[Data extracted from a collection]
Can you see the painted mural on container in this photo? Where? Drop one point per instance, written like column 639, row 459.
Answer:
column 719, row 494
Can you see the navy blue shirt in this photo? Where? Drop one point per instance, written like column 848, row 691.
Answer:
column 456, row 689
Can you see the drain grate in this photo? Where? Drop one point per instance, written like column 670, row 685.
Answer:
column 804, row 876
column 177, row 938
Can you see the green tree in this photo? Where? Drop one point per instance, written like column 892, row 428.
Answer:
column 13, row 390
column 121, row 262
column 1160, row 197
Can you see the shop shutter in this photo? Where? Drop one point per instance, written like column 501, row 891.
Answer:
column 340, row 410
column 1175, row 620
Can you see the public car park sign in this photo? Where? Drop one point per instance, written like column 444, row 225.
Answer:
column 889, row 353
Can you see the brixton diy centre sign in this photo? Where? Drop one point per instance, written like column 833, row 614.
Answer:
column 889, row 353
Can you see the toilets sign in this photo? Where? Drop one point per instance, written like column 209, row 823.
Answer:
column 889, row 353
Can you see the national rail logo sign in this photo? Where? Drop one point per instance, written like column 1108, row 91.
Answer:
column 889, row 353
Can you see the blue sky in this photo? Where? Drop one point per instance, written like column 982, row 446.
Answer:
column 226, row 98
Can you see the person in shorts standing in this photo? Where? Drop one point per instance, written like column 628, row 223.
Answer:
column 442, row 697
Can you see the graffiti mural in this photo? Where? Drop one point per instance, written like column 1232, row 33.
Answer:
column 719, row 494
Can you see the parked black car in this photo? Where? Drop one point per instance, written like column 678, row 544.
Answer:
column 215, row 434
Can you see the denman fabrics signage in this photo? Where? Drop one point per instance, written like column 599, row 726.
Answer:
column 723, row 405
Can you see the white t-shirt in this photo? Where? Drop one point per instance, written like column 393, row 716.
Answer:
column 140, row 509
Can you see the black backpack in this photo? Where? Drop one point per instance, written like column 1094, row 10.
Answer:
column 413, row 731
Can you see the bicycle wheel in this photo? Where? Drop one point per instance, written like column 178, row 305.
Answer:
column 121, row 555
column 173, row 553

#### [Instructions to follow]
Look for the word "blue" in the records above, count the lines that hold it, and give only that number.

#### [Exercise response]
2